SELECTED EXCERPT:
- - - - -
To change the list of acceptable word-break characters, change
the value of $:. For example, to ensure that all
hyphenated words are in the same line of formatted output, define $:
as shown here:
$: = " \n";
Now only the space and newline characters are legal word-break
characters.
***Begin Caution***
Caution: Normally, the tab character is not a word break character. To allow lines to be broken on tabs, add the tab character to the list specified by the $: variable:
$: = " \t\n-";
The $$ system variable contains the process ID for the
Perl interpreter itself. This is also the process ID for your
program.
When you use the <> operator, the Perl
interpreter reads input from each file named on the command line.
For example, suppose that you are executing the program myprog
as shown here:
$ myprog test1 test2 test3
In myprog, the first occurrence of the <>
operator reads from test1. Subsequent occurrences of <> continue
reading from test1 until it is exhausted; at this point, <>
reads from test2. This process continues until all the
input files have been read.
On Day 6, "Reading from and Writing to Files," you
learned that the @ARGV array lists the elements of the
command line and that the first element of @ARGV is
removed when the <> operator reads a line. (@ARGV
also is discussed later today.)
When the <> operator reads from a file for the
first time, it assigns the name of the file to the $ARGV
system variable. This enables you to keep track of what file is
currently being read. Listing 17.12 shows how you can use $ARGV.
- - - - -
ENTRIES PROVIDED:
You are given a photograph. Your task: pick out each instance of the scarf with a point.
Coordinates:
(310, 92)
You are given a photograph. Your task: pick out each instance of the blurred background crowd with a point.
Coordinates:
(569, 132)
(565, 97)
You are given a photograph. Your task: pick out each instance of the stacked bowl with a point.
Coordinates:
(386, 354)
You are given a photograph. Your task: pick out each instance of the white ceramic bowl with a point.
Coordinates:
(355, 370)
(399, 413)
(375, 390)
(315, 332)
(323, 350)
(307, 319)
- - - - -
Reproduce the Perl passage in full, word for word. The material has no connection to the Perl passage.

TASK OUTPUT:
To change the list of acceptable word-break characters, change
the value of $:. For example, to ensure that all
hyphenated words are in the same line of formatted output, define $:
as shown here:
$: = " \n";
Now only the space and newline characters are legal word-break
characters.
***Begin Caution***
Caution: Normally, the tab character is not a word break character. To allow lines to be broken on tabs, add the tab character to the list specified by the $: variable:
$: = " \t\n-";
The $$ system variable contains the process ID for the
Perl interpreter itself. This is also the process ID for your
program.
When you use the <> operator, the Perl
interpreter reads input from each file named on the command line.
For example, suppose that you are executing the program myprog
as shown here:
$ myprog test1 test2 test3
In myprog, the first occurrence of the <>
operator reads from test1. Subsequent occurrences of <> continue
reading from test1 until it is exhausted; at this point, <>
reads from test2. This process continues until all the
input files have been read.
On Day 6, "Reading from and Writing to Files," you
learned that the @ARGV array lists the elements of the
command line and that the first element of @ARGV is
removed when the <> operator reads a line. (@ARGV
also is discussed later today.)
When the <> operator reads from a file for the
first time, it assigns the name of the file to the $ARGV
system variable. This enables you to keep track of what file is
currently being read. Listing 17.12 shows how you can use $ARGV.